SELECTION
** Start **

Monday, March 21, 2005

Forward-Looking Investment Returns and Social Security Privatization

by Tom Bozzo

Back to business.

In comments to a previous post on privatized Social Security account returns, and also on his own blog, Bryan Smith of Sanity in Mad City pointed to a study by Ibbotson Associates, reported by, suggesting that a balanced stock-bond portfolio would readily clear a 3.3% real return hurdle — the return that would be needed to clear the Bush plan's benefit offset plus annual administrative expenses of 0.3%.*

I couldn't find the research CNN cited at the Ibbotson Associates web site, though it's clear from other research available on the site that Ibbotson does not believe that the equity risk premium has declined markedly, notwithstanding the increase in the market P/E. Ibbotson predicted (in 1999) that the DJIA would reach 120,000 in the mid-2020s, making James K. Glassman and Kevin Hassett look like bears. If he's right, I'll be a happy retiree.

Via Max Sawicky, the Washington Post reports a contrary view from Robert Shiller, the Yale finance professor whose Irrational Exuberance prefigured the tech stock crash. Analyzing a "life cycle" portfolio as has apparently been considered for the private account default, Shiller estimated a median real return of 3.2% for such accounts, which would leave private account holders short of their peers who stuck with traditional Social Security. According to the Post, Shiller's view got a heavyweight endorsement from Wharton's Jeremy Siegel, whose Stocks for the Long Run is a favorite of the bulls.

One interesting thing is that Max had recently reported on attending an AEI seminar in which Siegel had argued for forward-looking stock returns just below historical averages, about 6% real.

According to the Post, Hassett says that Bush administration economists are reconsidering the life-cycle portfolio to add expected return — which, of course, adds risk, too. One political solution appears to be the Ryan-Sununu plan, which proposes to offer carve-out private accounts that insure against downside market risk to the tune of current-law Social Security benefits. I'm with PGL at Angry Bear in thinking that this is a terrible idea.

The question for Bryan (or, given the imminent arrival of Bryan's child, maybe also Joe Malchow or other conservative blog pals not known to me directly) is, does the center-left have to play the curmudgeonly conservative and say that the federal taxpayer has no business insuring equity market returns?
Still no baby. Hopefully he or she will arrive soon!

The Wash. Post article you cite is pretty interesting. I'm surprised that the private investment accounts would use such a seemingly over-conservative investment strategy. Although I do not understand all the details here, the Ibbotson data showed that the market does very well long term even if people are invested more heavily in stocks, which I believe (but might be wrong) is a riskier investment strategy than a "life cycle" portfolio, as far as I understand it.

** End **

PROBLEM REQUIREMENTS
Output the passage from the Social Security privatization post, starting at "by Tom Bozzo" and ending at "a happy retiree.", word for word.

DATA ENTRIES
** Start **

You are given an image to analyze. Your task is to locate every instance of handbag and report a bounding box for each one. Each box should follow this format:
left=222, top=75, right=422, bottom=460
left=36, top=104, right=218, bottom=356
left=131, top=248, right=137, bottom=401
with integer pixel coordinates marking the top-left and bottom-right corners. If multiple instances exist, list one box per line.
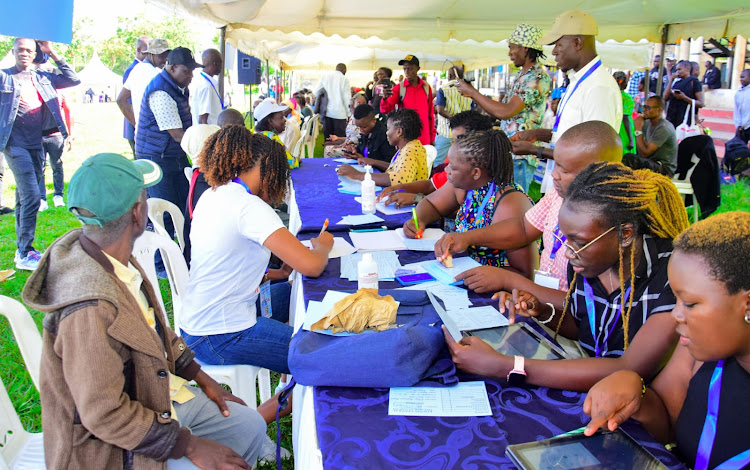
left=289, top=289, right=458, bottom=388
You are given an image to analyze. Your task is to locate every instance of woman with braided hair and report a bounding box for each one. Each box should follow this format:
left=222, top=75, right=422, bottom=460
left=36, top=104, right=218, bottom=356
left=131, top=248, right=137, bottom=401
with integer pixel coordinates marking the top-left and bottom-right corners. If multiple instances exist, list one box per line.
left=446, top=163, right=688, bottom=391
left=180, top=125, right=333, bottom=373
left=583, top=212, right=750, bottom=470
left=404, top=129, right=538, bottom=278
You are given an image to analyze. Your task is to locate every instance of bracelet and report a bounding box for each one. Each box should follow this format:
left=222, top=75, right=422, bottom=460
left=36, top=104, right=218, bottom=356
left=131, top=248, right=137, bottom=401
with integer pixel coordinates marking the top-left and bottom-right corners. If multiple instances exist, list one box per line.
left=537, top=302, right=557, bottom=325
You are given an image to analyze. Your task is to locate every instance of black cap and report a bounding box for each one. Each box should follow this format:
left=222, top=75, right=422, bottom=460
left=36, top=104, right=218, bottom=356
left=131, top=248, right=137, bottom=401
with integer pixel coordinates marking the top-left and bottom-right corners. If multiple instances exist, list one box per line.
left=167, top=47, right=203, bottom=69
left=398, top=54, right=419, bottom=67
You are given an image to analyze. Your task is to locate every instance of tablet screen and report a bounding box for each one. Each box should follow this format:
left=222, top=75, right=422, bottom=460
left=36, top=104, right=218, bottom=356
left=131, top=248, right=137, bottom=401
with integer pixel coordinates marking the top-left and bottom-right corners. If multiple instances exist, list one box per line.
left=467, top=323, right=565, bottom=359
left=506, top=429, right=667, bottom=470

** End **

WRITTEN SOLUTION
by Tom Bozzo

Back to business.

In comments to a previous post on privatized Social Security account returns, and also on his own blog, Bryan Smith of Sanity in Mad City pointed to a study by Ibbotson Associates, reported by, suggesting that a balanced stock-bond portfolio would readily clear a 3.3% real return hurdle — the return that would be needed to clear the Bush plan's benefit offset plus annual administrative expenses of 0.3%.*

I couldn't find the research CNN cited at the Ibbotson Associates web site, though it's clear from other research available on the site that Ibbotson does not believe that the equity risk premium has declined markedly, notwithstanding the increase in the market P/E. Ibbotson predicted (in 1999) that the DJIA would reach 120,000 in the mid-2020s, making James K. Glassman and Kevin Hassett look like bears. If he's right, I'll be a happy retiree.